## Consigna 1
Según el fragmento sobre el juicio por jurados, ¿en qué caso extendió la Corte Suprema estadounidense esa garantía a los estados?

----- Fragmento citado -----

F. M. PAGANO, Considerazioni sul processo criminale (1787).
I
Cuando hablamos de juicio por jurados y, especialmente, del procedimiento abreviado como alternativa posible frente a la imposibilidad pronosticada —quizá sin demasiado fundamento— de que todos los juicios criminales ordinarios terminen por jurados, la inmediata comparación con el derecho estadounidense y la práctica del plea bargaining es casi automática. Sin embargo, esta opción, aparentemente inevitable, es errónea. La primera decisión que se debe considerar en nuestro marco constitucional es qué delitos merecerán ser juzgados por nuestros conciudadanos.
La Corte Suprema estadounidense, en este sentido, y a pesar de que su texto constitucional es similar al nuestro, ha limitado el derecho al juicio por jurados a cierto tipo de delitos. El Artículo III, Sección 2, párrafo III, de la Constitución Federal de los EE.UU. dispone: “The Trial of all Crimes… shall be by Jury…” (El juzgamiento de todos los delitos… debe ser por jurados). La Enmienda VI, por su parte, establece: “In all criminal prosecutions, the accused shall enjoy the right to a speedy and public trial, by an impartial jury…” (“En todos los casos penales, el acusado debe gozar del derecho a un juicio rápido y público, ante un jurado imparcial…”). El sentido literal de ambas disposiciones parece aludir a todo tipo de delitos.
La Corte ha resuelto, como regla, que toda infracción que previera en abstracto una pena máxima mayor a seis meses de privación de libertad requería un juicio por jurados. En “District of Columbia v. Clawans” (1937), sostuvo que si la pena posible no era mayor a seis meses de privación de libertad no se requería jurado, si por ésa y otras razones la infracción podía ser calificada como un delito menor (petty offense). Aclaró que la pena conminada tenía fundamental relevancia para determinar si se trataba de un delito serio y podía, por sí misma, si era lo suficientemente severa, exigir el juicio por jurados de la Enmienda VI. En “Duncan v. Louisiana” (1968), la Corte extendió la garantía a los estados. En “Baldwin v. New York” (1970), afirmó que si la pena autorizada era mayor a seis meses de privación de libertad no se trataba de una infracción menor (petty offense). En “Blanton v. City of North Las Vegas” (1989), la Corte aclaró que aun cuando el máximo de la pena privativa de libertad no excediera los seis meses, el imputado podía probar que otras consecuencias adicionales la distinguían de una infracción menor. Sin embargo, la restricción jurisprudencial es realmente poco significativa, pues la legislación penal estadounidense se caracteriza por prever penas máximas mucho más altas que las de nuestro derecho, debido al régimen de penas indeterminadas de ese sistema jurídico. A pesar de que desde la década pasada el derecho penal federal —y el de varios estados— ha adoptado un sistema de penas determinadas, mucho más rígido , los montos máximos previstos en la legislación, por lo general, no han sufrido variación alguna.

----- Listado del ejercicio -----

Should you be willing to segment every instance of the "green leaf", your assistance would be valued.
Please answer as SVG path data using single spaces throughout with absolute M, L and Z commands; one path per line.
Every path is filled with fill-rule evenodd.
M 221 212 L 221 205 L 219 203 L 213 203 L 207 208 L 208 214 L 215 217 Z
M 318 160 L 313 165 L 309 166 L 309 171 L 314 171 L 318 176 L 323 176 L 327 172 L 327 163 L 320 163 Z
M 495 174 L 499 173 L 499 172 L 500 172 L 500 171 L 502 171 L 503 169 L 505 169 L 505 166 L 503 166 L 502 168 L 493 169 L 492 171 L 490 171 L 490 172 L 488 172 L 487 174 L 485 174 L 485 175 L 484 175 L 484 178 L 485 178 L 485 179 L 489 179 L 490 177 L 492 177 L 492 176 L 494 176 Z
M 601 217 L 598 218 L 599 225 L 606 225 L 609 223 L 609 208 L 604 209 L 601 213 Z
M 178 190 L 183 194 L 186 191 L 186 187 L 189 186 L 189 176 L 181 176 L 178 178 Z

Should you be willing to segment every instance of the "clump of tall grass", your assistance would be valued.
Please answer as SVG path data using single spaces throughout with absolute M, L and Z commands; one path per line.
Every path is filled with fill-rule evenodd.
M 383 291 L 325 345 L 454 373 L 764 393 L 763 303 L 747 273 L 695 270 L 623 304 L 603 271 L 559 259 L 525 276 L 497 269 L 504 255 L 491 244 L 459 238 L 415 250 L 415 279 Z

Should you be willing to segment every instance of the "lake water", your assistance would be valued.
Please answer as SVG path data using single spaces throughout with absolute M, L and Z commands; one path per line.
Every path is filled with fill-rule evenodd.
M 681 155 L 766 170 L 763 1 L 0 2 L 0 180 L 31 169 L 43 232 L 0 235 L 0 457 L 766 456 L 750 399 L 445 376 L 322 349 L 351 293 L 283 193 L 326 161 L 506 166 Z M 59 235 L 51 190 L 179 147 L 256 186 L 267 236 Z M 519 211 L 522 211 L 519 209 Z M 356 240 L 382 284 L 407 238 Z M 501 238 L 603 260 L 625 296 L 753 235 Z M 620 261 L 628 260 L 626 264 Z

-----

## Consigna 2
Escala las líneas del listado que van desde su comienzo hasta la que contiene "M 178 190 L", ambas incluidas, y reprodúcelas completas, con las solicitudes. Multiplica por 1,75 cada coordenada de las respuestas y redondea a enteros, con las mitades hacia arriba.

## Respuesta 1
En "Duncan v. Louisiana" (1968).

## Respuesta 2
Should you be willing to segment every instance of the "green leaf", your assistance would be valued.
Please answer as SVG path data using single spaces throughout with absolute M, L and Z commands; one path per line.
Every path is filled with fill-rule evenodd.
M 387 371 L 387 359 L 383 355 L 373 355 L 362 364 L 364 375 L 376 380 Z
M 557 280 L 548 289 L 541 291 L 541 299 L 550 299 L 557 308 L 565 308 L 572 301 L 572 285 L 560 285 Z
M 866 305 L 873 303 L 873 301 L 875 301 L 875 299 L 879 299 L 880 296 L 884 296 L 884 291 L 880 291 L 879 294 L 863 296 L 861 299 L 858 299 L 858 301 L 854 301 L 852 305 L 849 305 L 849 306 L 847 306 L 847 312 L 849 312 L 849 313 L 856 313 L 858 310 L 861 310 L 861 308 L 865 308 Z
M 1052 380 L 1047 382 L 1048 394 L 1061 394 L 1066 390 L 1066 364 L 1057 366 L 1052 373 Z
M 312 333 L 320 340 L 326 334 L 326 327 L 331 326 L 331 308 L 317 308 L 312 312 Z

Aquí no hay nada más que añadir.